TASK BRIEF:
Rewrite every line in the entries below, requests included, from the line that contains "Exercise. Point to every instance of the woman's hand" through the end of the entries, with both of those ends included. In the answers, decrease each coordinate by 17.

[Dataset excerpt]

══════════

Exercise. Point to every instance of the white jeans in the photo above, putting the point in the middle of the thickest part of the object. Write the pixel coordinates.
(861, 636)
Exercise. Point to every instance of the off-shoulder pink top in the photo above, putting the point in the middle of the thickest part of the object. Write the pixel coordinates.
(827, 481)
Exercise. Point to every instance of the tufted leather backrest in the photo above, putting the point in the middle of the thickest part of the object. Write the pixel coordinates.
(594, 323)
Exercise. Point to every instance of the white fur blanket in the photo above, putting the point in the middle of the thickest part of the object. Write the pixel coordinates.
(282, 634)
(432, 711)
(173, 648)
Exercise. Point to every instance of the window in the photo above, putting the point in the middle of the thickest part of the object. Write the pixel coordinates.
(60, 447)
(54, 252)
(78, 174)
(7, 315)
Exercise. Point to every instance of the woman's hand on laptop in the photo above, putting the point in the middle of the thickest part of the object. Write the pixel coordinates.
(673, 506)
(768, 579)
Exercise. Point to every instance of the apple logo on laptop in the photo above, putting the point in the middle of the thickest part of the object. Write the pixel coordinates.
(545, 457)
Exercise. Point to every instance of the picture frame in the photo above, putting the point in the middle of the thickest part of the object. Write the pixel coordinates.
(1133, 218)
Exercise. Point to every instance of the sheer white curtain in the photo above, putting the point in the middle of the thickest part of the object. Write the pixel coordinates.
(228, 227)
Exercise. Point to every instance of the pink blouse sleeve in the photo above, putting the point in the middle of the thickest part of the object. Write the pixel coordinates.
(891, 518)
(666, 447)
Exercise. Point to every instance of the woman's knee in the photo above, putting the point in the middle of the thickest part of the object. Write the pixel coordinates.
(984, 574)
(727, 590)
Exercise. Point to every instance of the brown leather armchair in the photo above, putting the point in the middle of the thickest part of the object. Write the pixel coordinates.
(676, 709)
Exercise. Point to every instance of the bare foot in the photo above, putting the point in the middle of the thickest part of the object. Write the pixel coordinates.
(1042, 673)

══════════

EXERCISE RESPONSE:
Exercise. Point to every instance of the woman's hand on laptop in the photo above, putting the point in the middle of the thickest part of the object. Write the pixel coordinates.
(656, 489)
(751, 562)
Exercise. Point to every instance of the apple logo on laptop in the photo above, putting the point in the middle of the thickest part of the object. Write the pixel coordinates.
(528, 440)
Exercise. Point to every instance of the picture frame in the photo above, putting the point in the middle of the thickest part of the object. Write the pixel coordinates.
(1116, 201)
Exercise. Point to every instance of the sheer white curtain in the photo above, putting the point in the middle of the thickest part of the object. Write the pixel coordinates.
(211, 210)
Exercise. Point to every instance of the pink blouse sleeve in the photo above, putting the point in the middle of the thickest part of the object. Write the pixel coordinates.
(874, 501)
(649, 430)
Exercise. Point to every instance of the woman's knee in the photo above, putting the point in the middle of the thickest part of the object. Write the pixel coordinates.
(967, 557)
(710, 573)
Exercise. Point to every instance of the brown leather armchair in the photo above, putting the point in the middle of the thickest part of the object. Write the pixel coordinates.
(659, 692)
Exercise. Point to every instance of the bare foot in the photo above, putting the point in the middle of the thickest part of the object. Write the pixel coordinates.
(1025, 656)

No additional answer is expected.